◆ Directive
With the pictures left out, write out exactly the lines from the one containing "Trace the outline of every instance of the grass" through the end.

● ● ● ●

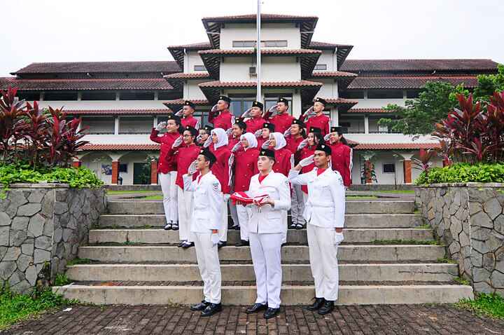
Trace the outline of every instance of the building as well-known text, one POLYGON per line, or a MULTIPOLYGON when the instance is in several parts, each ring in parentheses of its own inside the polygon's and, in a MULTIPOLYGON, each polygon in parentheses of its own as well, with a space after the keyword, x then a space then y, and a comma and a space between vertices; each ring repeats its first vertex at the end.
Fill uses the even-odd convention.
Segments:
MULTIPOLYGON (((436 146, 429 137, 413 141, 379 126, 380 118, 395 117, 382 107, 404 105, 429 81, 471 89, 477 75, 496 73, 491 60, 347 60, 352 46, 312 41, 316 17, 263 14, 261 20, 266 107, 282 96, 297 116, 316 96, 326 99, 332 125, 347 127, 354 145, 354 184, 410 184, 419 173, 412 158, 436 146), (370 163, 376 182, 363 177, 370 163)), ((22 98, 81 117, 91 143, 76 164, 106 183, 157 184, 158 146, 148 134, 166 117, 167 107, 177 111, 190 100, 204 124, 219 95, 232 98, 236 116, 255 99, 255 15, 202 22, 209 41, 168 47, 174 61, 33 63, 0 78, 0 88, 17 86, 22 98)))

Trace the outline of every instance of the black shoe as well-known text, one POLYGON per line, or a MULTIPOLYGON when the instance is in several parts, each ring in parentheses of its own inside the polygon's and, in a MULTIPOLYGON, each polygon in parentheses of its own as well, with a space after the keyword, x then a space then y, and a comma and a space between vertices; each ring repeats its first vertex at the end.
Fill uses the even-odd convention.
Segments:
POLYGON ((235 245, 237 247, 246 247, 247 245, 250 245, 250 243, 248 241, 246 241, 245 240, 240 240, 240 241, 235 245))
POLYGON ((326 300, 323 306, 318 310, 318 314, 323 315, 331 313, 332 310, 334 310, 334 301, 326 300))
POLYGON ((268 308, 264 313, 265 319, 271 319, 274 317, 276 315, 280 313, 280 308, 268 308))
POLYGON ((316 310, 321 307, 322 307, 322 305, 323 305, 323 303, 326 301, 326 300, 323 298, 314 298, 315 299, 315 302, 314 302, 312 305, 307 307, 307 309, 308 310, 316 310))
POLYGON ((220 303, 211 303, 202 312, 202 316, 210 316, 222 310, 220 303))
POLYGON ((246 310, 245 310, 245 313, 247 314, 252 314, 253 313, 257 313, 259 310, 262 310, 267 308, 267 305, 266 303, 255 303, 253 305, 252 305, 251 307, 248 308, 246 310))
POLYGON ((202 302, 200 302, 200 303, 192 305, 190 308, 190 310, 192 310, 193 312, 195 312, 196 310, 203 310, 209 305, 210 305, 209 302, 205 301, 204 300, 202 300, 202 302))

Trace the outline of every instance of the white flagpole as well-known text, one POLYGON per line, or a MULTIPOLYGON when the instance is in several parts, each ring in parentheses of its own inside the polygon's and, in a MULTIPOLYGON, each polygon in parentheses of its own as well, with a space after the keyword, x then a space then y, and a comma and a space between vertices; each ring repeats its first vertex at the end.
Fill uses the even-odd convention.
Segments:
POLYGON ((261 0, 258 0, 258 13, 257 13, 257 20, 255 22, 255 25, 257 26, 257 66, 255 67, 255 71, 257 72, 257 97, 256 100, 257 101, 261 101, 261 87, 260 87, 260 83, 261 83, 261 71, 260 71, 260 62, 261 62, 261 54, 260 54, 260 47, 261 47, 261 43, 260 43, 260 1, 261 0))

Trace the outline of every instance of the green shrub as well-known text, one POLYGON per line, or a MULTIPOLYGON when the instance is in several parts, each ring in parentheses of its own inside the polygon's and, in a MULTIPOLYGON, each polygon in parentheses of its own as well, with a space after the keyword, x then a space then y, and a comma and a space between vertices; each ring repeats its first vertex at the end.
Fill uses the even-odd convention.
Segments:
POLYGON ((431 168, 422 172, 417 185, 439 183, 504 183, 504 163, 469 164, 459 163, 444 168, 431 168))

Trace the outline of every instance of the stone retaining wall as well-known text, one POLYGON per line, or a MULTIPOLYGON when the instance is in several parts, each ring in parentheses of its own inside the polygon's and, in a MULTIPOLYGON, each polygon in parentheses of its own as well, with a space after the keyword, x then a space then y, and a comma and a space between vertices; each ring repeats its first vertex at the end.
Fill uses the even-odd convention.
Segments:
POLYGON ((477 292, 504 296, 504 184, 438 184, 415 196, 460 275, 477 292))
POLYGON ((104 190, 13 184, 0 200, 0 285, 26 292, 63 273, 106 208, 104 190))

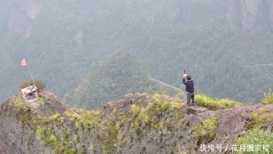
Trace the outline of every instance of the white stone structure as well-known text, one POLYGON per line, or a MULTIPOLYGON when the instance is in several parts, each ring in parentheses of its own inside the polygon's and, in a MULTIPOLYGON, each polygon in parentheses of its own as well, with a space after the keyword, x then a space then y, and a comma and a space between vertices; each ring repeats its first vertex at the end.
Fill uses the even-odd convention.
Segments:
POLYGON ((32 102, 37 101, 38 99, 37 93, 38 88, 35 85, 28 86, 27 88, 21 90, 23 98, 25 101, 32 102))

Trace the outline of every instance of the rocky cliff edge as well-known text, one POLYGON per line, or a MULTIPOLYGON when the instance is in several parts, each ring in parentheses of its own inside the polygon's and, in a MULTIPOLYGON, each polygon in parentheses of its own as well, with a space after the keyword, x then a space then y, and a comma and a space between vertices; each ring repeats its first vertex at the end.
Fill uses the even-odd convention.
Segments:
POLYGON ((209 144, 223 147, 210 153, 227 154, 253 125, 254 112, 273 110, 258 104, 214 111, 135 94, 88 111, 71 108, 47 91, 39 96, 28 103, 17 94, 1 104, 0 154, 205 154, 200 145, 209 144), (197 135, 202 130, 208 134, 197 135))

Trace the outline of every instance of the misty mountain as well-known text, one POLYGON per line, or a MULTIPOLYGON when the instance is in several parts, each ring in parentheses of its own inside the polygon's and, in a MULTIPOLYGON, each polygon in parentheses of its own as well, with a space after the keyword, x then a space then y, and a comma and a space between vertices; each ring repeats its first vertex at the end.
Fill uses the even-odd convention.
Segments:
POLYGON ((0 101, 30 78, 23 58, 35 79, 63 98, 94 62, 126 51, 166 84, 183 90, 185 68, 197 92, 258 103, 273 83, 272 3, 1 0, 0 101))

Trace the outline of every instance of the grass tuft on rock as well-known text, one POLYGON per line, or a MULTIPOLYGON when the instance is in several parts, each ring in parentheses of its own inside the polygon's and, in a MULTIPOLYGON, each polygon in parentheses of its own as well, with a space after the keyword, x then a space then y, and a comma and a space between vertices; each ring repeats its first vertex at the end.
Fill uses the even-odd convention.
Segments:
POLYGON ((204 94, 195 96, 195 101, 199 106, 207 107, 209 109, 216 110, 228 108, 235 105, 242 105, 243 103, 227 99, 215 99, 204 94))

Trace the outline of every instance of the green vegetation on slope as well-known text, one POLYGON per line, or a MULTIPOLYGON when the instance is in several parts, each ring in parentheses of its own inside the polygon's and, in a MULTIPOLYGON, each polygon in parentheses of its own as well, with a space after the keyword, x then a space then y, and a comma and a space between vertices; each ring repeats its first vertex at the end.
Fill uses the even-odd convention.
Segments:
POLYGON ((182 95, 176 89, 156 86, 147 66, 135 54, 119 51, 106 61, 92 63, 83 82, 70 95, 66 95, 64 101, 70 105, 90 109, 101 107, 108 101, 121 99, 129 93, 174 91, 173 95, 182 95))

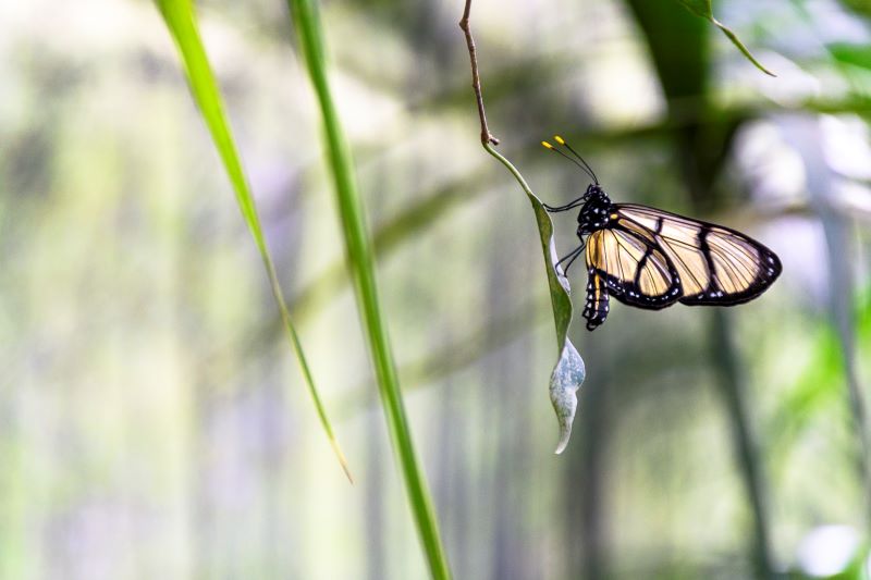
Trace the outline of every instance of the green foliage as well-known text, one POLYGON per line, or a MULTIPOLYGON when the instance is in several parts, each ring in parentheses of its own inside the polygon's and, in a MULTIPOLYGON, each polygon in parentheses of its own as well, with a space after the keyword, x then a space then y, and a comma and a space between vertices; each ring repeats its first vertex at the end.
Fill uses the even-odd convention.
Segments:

● ● ● ●

◆ Solution for this problem
Trace the outline of every instance of the grass tuft on rock as well-known text, one POLYGON per line, or a MULTIPOLYGON when the instance is in several parts, each ring in parentheses of its own inside the polygon's and, in a MULTIPOLYGON, each polygon in parentheses of its own as well, with a space after the keyword, x then a space then y, and a comma and a space between vertices; each ring repeats its first vertex at the end.
Fill uses the even-odd convention.
Segments:
POLYGON ((204 94, 195 96, 195 101, 199 106, 207 107, 209 109, 216 110, 228 108, 235 105, 242 105, 243 103, 227 99, 215 99, 204 94))

Trace the outline of every instance of the green vegetation on slope as well-known text, one POLYGON per line, or a MULTIPOLYGON when the instance is in several parts, each ring in parentheses of its own inside the polygon's and, in a MULTIPOLYGON, each polygon in parentheses of its own as well, with a space after the keyword, x then a space then y, and a comma and a space between vertices; each ring repeats its first vertex at the end.
Fill uses the even-odd convention.
Segments:
POLYGON ((182 95, 176 89, 156 86, 147 66, 135 54, 119 51, 106 61, 92 63, 83 82, 70 95, 66 95, 64 101, 70 105, 90 109, 101 107, 108 101, 121 99, 129 93, 174 91, 173 95, 182 95))

Trace the outline of every instance of the green foliage as well-known text, one POLYGON per line, or a MULTIPOLYGON when the instance is in several parts, each ring in parentheses of its own inside the polygon's and, in a MULTIPOLYGON, each polygon in parentheses of its own as well, with a space after the keyword, x then a space then y, and a comma and a space between vertices; each ring repeats its first vertex at the end.
Fill uses the even-odd convention.
Segments:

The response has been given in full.